* **Goal**
Count the lines in the records below that contain the string "white". Reply with the number alone.

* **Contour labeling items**

============================================================

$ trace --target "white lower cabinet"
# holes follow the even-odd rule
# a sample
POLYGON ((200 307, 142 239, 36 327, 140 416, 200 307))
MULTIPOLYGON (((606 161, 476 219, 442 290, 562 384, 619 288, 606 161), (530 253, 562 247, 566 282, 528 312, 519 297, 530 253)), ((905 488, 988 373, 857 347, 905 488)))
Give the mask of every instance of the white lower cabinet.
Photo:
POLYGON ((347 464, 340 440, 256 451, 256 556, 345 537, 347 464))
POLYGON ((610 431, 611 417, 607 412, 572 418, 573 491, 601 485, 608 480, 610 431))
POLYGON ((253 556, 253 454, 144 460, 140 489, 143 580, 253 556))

============================================================

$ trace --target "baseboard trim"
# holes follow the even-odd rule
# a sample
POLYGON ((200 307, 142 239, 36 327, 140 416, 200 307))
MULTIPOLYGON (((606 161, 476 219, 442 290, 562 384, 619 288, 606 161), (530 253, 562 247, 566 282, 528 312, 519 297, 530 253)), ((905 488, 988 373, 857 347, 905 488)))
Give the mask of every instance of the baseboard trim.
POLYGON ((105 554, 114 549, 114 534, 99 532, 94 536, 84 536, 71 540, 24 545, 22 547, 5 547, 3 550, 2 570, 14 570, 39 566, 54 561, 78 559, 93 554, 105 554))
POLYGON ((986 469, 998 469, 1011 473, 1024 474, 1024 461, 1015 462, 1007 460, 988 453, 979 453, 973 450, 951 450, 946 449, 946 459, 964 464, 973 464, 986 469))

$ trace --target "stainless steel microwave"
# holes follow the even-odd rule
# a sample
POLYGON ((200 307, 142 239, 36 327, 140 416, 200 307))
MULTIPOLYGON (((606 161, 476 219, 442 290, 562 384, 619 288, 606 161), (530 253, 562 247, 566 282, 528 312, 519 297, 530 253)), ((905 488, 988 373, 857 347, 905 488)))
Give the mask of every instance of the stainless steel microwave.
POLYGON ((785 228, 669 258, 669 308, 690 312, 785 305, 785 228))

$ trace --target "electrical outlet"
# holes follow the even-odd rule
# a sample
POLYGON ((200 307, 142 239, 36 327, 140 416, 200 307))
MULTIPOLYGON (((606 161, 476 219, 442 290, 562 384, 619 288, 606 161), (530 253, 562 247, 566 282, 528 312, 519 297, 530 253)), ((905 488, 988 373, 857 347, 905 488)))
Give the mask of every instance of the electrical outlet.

============================================================

* **Answer to the task**
2